Work item
In the entries below, find each line bearing the string "tree" and copy it.

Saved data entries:
....................

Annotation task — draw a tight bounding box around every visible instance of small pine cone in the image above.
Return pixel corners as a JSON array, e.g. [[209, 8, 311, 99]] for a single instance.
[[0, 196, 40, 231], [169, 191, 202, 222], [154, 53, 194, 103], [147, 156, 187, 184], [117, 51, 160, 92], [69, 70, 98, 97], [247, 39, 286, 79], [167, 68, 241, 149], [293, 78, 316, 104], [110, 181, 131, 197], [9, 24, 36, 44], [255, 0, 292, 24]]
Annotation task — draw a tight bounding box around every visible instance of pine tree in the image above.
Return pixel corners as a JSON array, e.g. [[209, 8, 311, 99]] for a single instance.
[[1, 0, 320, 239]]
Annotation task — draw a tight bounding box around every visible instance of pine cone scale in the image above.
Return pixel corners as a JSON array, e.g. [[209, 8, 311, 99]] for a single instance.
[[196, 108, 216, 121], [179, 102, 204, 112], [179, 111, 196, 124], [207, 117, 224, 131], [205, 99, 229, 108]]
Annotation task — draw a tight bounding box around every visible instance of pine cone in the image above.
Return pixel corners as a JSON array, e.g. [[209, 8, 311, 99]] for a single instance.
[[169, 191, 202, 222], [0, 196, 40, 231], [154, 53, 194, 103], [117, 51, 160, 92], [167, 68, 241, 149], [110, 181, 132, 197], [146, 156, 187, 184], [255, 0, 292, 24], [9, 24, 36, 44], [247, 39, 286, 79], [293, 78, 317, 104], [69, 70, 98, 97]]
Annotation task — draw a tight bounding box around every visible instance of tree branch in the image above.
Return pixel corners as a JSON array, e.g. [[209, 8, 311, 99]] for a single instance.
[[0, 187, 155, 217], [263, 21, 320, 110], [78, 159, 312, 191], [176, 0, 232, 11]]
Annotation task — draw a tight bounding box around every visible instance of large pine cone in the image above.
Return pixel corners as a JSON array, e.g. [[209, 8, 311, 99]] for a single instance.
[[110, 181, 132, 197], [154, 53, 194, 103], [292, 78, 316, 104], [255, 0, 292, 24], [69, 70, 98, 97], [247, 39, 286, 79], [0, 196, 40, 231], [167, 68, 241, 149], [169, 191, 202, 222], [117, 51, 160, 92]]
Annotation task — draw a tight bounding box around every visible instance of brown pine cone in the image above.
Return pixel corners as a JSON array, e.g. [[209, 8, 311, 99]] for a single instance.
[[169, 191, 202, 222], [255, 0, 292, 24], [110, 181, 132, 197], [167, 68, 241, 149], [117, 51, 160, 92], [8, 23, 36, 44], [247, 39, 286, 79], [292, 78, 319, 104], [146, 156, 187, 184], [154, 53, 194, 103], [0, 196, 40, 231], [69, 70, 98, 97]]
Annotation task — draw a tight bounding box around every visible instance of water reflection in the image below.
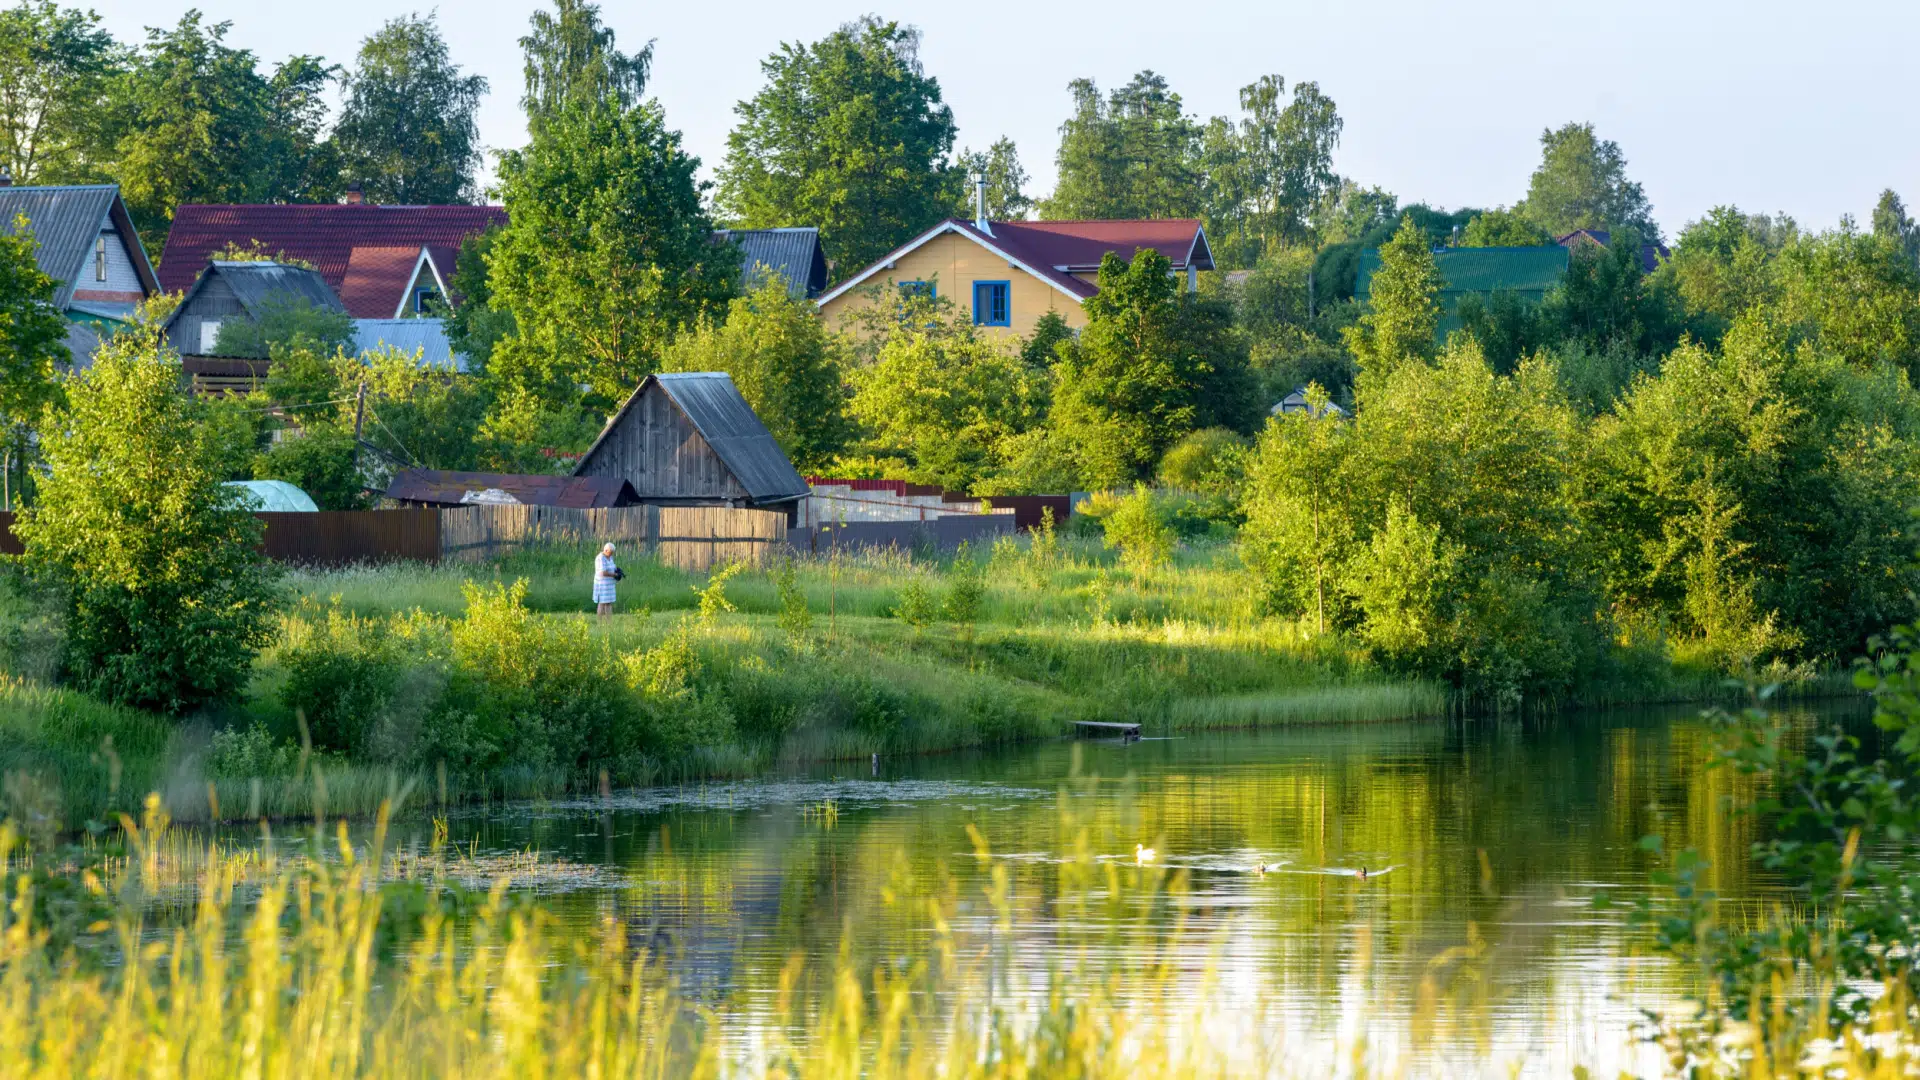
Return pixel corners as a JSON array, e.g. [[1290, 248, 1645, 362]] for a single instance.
[[382, 702, 1859, 1076]]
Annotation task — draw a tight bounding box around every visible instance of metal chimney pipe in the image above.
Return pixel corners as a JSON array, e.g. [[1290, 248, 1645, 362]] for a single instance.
[[973, 172, 991, 236]]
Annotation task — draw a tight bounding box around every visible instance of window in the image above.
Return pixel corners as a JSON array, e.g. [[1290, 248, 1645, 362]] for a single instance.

....................

Your response
Annotation task — draw a tight bounding box around every visible instance of pine tree in the image above.
Annotation task — draw a tight bounding box around every visible instance of tree branch in the image above.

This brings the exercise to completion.